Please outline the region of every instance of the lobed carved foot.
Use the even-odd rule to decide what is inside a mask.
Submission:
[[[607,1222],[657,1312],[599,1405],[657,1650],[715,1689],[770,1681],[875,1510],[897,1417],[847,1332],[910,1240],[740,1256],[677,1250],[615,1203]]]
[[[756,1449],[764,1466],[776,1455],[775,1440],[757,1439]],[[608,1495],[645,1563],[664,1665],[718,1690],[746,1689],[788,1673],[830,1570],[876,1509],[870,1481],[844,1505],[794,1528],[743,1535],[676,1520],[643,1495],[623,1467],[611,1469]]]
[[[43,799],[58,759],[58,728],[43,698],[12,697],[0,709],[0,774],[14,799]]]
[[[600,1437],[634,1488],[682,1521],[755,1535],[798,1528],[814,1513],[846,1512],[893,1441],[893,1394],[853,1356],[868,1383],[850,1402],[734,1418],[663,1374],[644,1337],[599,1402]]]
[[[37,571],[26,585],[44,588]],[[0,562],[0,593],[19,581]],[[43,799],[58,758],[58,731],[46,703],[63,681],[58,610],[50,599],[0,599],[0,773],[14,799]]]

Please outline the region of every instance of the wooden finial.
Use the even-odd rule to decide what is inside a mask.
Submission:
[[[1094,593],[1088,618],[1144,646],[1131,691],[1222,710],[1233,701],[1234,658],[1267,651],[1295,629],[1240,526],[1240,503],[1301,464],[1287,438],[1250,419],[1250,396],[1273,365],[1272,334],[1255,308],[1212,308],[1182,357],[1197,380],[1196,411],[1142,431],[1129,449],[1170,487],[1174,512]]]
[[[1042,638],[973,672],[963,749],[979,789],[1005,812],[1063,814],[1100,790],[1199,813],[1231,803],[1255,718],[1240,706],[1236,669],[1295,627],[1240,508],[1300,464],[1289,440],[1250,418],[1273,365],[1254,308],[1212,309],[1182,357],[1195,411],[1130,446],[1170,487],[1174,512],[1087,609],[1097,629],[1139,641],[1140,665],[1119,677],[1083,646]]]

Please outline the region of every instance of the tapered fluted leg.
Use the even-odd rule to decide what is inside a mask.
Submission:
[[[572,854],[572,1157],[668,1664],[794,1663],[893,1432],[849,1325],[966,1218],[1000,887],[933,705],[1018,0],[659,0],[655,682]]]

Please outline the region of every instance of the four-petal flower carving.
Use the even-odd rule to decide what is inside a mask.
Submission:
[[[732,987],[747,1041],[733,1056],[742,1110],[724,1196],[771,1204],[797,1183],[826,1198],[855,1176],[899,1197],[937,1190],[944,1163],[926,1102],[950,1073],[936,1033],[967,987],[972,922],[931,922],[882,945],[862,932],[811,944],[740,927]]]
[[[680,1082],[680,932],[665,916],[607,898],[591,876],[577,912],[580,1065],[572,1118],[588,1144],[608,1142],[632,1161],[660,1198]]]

——————

Copy out each record exactly as given, omitting none.

» **Written response**
Please outline the region of every instance of the lobed carved foot.
Use the even-odd rule to decide what is inside a mask.
Submission:
[[[607,1222],[657,1312],[599,1405],[657,1650],[715,1689],[770,1681],[875,1510],[897,1417],[847,1332],[910,1240],[740,1256],[677,1250],[615,1203]]]
[[[756,1449],[764,1466],[776,1455],[775,1440],[757,1439]],[[608,1495],[645,1563],[664,1665],[718,1690],[746,1689],[788,1673],[830,1570],[876,1509],[870,1481],[844,1505],[794,1528],[743,1535],[676,1520],[643,1495],[623,1467],[611,1469]]]
[[[43,799],[58,759],[58,728],[43,698],[12,697],[0,709],[0,774],[14,799]]]
[[[600,1437],[634,1488],[682,1521],[755,1535],[798,1528],[814,1513],[846,1512],[893,1441],[893,1394],[853,1356],[868,1383],[850,1402],[734,1418],[663,1374],[644,1337],[599,1402]]]
[[[37,571],[26,585],[44,588]],[[0,562],[0,593],[19,581]],[[43,799],[58,758],[58,731],[46,703],[63,681],[58,610],[50,599],[0,599],[0,773],[14,799]]]

Please outline the region of every instance of the wooden finial.
Use the even-odd rule to decide what is inside a mask.
Submission:
[[[1094,593],[1088,618],[1144,646],[1131,691],[1222,710],[1233,701],[1234,658],[1267,651],[1295,629],[1240,526],[1240,503],[1301,464],[1287,438],[1250,419],[1250,396],[1273,365],[1272,334],[1255,308],[1212,308],[1182,357],[1197,380],[1196,411],[1142,431],[1129,449],[1170,487],[1174,512]]]
[[[1042,638],[973,672],[963,749],[979,789],[1005,812],[1063,814],[1100,790],[1199,813],[1231,803],[1255,718],[1240,706],[1236,669],[1295,627],[1240,508],[1300,464],[1289,440],[1250,418],[1273,365],[1254,308],[1212,309],[1182,357],[1195,411],[1130,446],[1170,487],[1174,512],[1087,609],[1097,629],[1139,641],[1140,665],[1119,677],[1083,646]]]

Please outline the region of every instance of the tapered fluted leg.
Use the even-odd rule to decide what is inside a mask.
Submission:
[[[572,854],[572,1157],[668,1664],[794,1663],[893,1432],[849,1325],[966,1218],[1000,887],[933,705],[1018,0],[659,0],[655,682]]]

Please outline the region of every instance of the four-petal flower carving.
Use the even-odd rule to decide what is inside a mask.
Submission:
[[[732,987],[747,1041],[733,1056],[742,1110],[724,1196],[771,1204],[797,1183],[826,1198],[855,1176],[899,1197],[937,1190],[944,1163],[926,1102],[950,1073],[936,1033],[967,987],[972,922],[931,922],[882,945],[862,932],[811,944],[740,927]]]
[[[680,1082],[680,932],[665,916],[607,898],[591,876],[577,912],[580,1065],[572,1118],[588,1144],[608,1142],[632,1161],[660,1198]]]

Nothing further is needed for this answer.